= What the task asks =
Quote every line below exactly and skip any picture.

= The input =
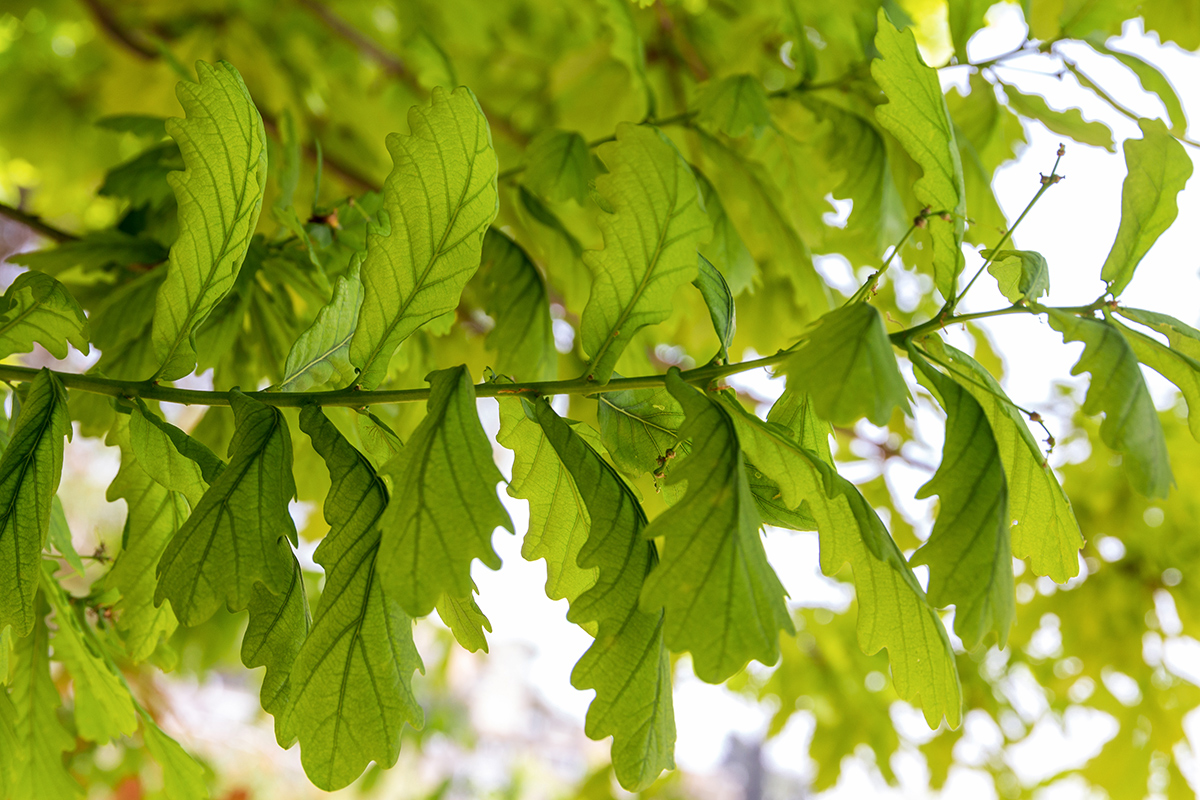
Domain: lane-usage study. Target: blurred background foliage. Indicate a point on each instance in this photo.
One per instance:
(81, 149)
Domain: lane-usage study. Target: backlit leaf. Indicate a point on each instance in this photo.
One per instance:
(437, 203)
(651, 238)
(444, 509)
(220, 194)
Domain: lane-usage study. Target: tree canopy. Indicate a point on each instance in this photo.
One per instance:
(334, 230)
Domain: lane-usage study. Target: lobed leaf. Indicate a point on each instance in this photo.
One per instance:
(1044, 527)
(29, 477)
(437, 203)
(1158, 169)
(917, 116)
(651, 238)
(847, 367)
(445, 509)
(723, 601)
(628, 665)
(1131, 423)
(969, 553)
(220, 196)
(39, 308)
(238, 534)
(322, 353)
(359, 657)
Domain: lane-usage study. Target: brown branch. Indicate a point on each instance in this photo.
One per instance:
(35, 223)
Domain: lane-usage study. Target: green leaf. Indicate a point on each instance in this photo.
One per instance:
(1151, 80)
(1044, 527)
(93, 252)
(1068, 124)
(651, 238)
(719, 301)
(220, 196)
(1180, 368)
(893, 612)
(558, 166)
(103, 709)
(1158, 167)
(39, 308)
(359, 657)
(183, 779)
(917, 116)
(517, 300)
(637, 426)
(323, 352)
(445, 507)
(1021, 274)
(723, 601)
(1181, 336)
(437, 203)
(1131, 423)
(155, 515)
(733, 106)
(969, 553)
(279, 625)
(725, 250)
(847, 367)
(29, 476)
(466, 621)
(628, 666)
(239, 531)
(41, 738)
(558, 517)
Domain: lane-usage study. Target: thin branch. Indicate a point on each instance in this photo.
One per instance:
(35, 223)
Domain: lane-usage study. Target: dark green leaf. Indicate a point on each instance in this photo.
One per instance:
(29, 476)
(437, 203)
(217, 208)
(445, 509)
(723, 601)
(359, 657)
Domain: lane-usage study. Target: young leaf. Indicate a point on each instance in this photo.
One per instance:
(723, 601)
(41, 739)
(1021, 274)
(720, 305)
(103, 709)
(917, 116)
(733, 106)
(637, 426)
(847, 367)
(239, 531)
(359, 657)
(155, 515)
(437, 203)
(969, 554)
(39, 308)
(1131, 423)
(558, 518)
(181, 776)
(29, 476)
(279, 625)
(628, 666)
(1068, 124)
(323, 352)
(517, 300)
(558, 166)
(466, 621)
(651, 238)
(1158, 170)
(220, 194)
(1044, 527)
(445, 509)
(893, 612)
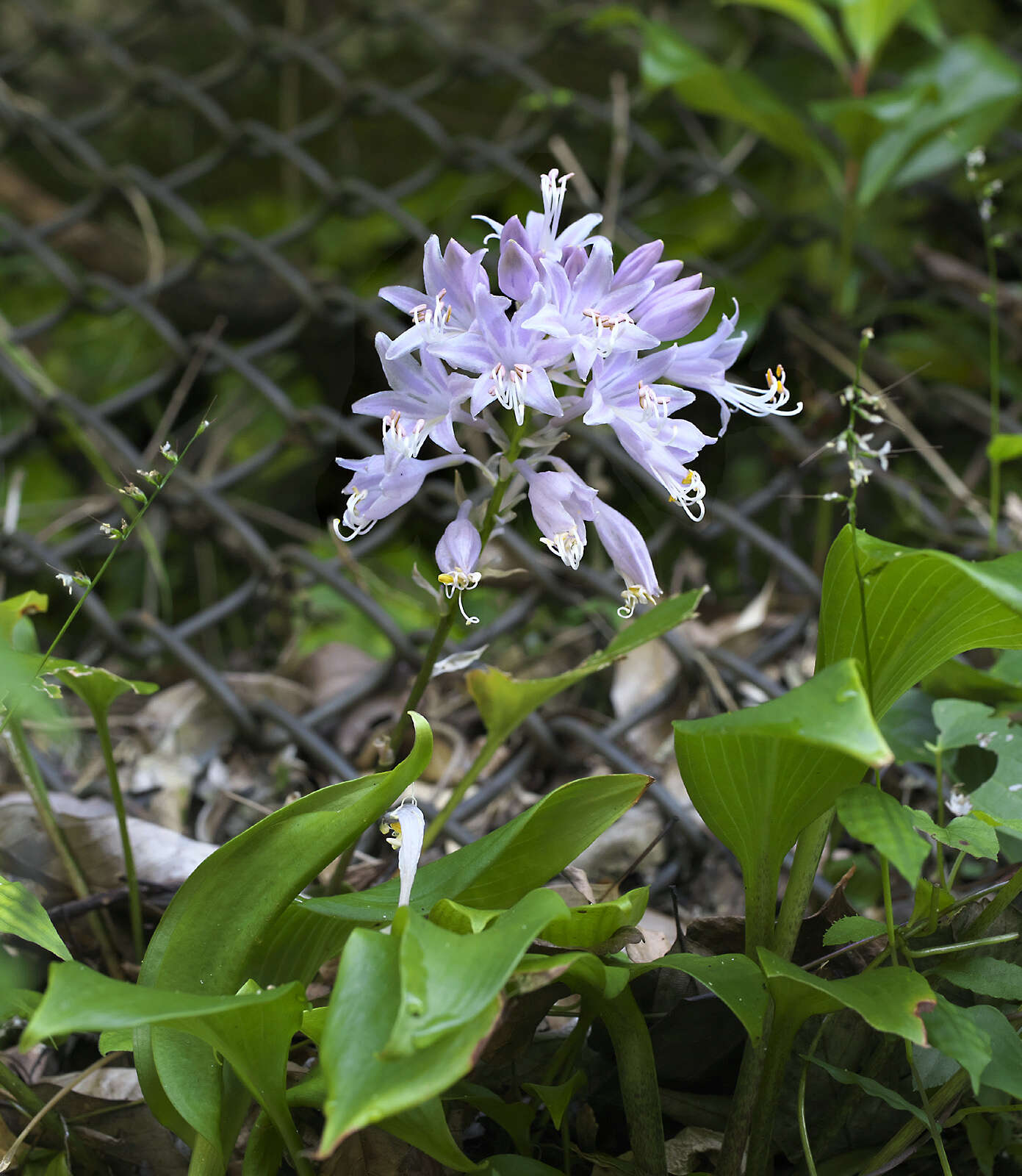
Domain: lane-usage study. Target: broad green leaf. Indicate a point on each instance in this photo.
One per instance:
(738, 96)
(908, 727)
(252, 1030)
(851, 929)
(963, 723)
(957, 680)
(15, 627)
(963, 833)
(448, 980)
(759, 776)
(985, 975)
(515, 1117)
(877, 819)
(922, 607)
(98, 688)
(558, 1099)
(577, 969)
(364, 1086)
(1004, 447)
(892, 1000)
(18, 1003)
(23, 914)
(969, 88)
(868, 24)
(1004, 1069)
(812, 19)
(217, 931)
(869, 1087)
(580, 927)
(954, 1033)
(503, 866)
(505, 703)
(734, 979)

= Solution for this exercise =
Domain: lane-usage study. Target: blurred background foliage. Indicate a point on each instance in this photo.
One per instance:
(81, 149)
Domain: lane-usage study. Target: backlit leaf. Indicate a point on each instance in this photo.
One per instance:
(437, 203)
(651, 238)
(444, 509)
(220, 194)
Domain: lane-usage study. Target: tree canopy. Indicate a point on each instance in this photo.
One per instance:
(334, 230)
Domain: lane-usage study. Target: lobed leaf. Indicate a point on each instance in this photo.
One per instance:
(1044, 527)
(29, 477)
(437, 203)
(1158, 169)
(917, 116)
(651, 238)
(847, 367)
(445, 509)
(723, 601)
(628, 665)
(1131, 423)
(969, 553)
(220, 196)
(39, 308)
(238, 534)
(322, 353)
(359, 657)
Domain: lane-usage study. Target: brown branch. Indicate a point on each instance in this photo.
One per instance:
(35, 223)
Domain: lane-usage study. Target: green leaf. Indicate a point on each instance in this photo.
One per instance:
(1151, 80)
(1044, 527)
(93, 252)
(1068, 124)
(651, 238)
(719, 301)
(220, 196)
(1180, 368)
(893, 612)
(558, 166)
(103, 709)
(1158, 167)
(39, 308)
(359, 657)
(183, 779)
(917, 116)
(517, 300)
(637, 426)
(323, 352)
(445, 507)
(1021, 274)
(723, 601)
(1181, 336)
(437, 203)
(1131, 423)
(155, 515)
(733, 106)
(969, 553)
(279, 625)
(725, 250)
(847, 367)
(29, 476)
(466, 621)
(628, 666)
(239, 531)
(41, 738)
(558, 517)
Domain: lane-usage study. Target: thin branch. Indicate a point on each instance in this photo.
One per instance:
(35, 223)
Domain: lane-usage study. Target: dark green leaf. Indicate a point on each instance in this photo.
One per instance:
(29, 476)
(437, 203)
(217, 208)
(445, 509)
(723, 601)
(359, 657)
Domain: lane-usage study. Target: young leaf. Indicate a point on each instance in this photo.
One per instance:
(723, 601)
(41, 739)
(1021, 274)
(720, 305)
(103, 709)
(917, 116)
(733, 106)
(637, 426)
(847, 367)
(239, 531)
(359, 657)
(155, 515)
(437, 203)
(969, 554)
(39, 308)
(1131, 423)
(558, 518)
(181, 776)
(29, 476)
(279, 625)
(628, 666)
(1068, 124)
(323, 352)
(517, 300)
(558, 166)
(466, 621)
(651, 238)
(1158, 170)
(220, 194)
(1044, 527)
(445, 509)
(893, 612)
Domain: lane-usage study. Target: broad green leaf. Indicate a point on each instance in this photo.
One per instance:
(738, 96)
(908, 727)
(252, 1030)
(851, 929)
(963, 723)
(957, 680)
(15, 627)
(963, 833)
(448, 980)
(759, 776)
(985, 975)
(515, 1117)
(877, 819)
(922, 607)
(98, 688)
(558, 1099)
(577, 969)
(364, 1086)
(1004, 447)
(892, 1000)
(18, 1003)
(23, 914)
(969, 88)
(868, 24)
(1004, 1069)
(812, 19)
(217, 931)
(869, 1087)
(580, 927)
(954, 1033)
(503, 866)
(505, 703)
(734, 979)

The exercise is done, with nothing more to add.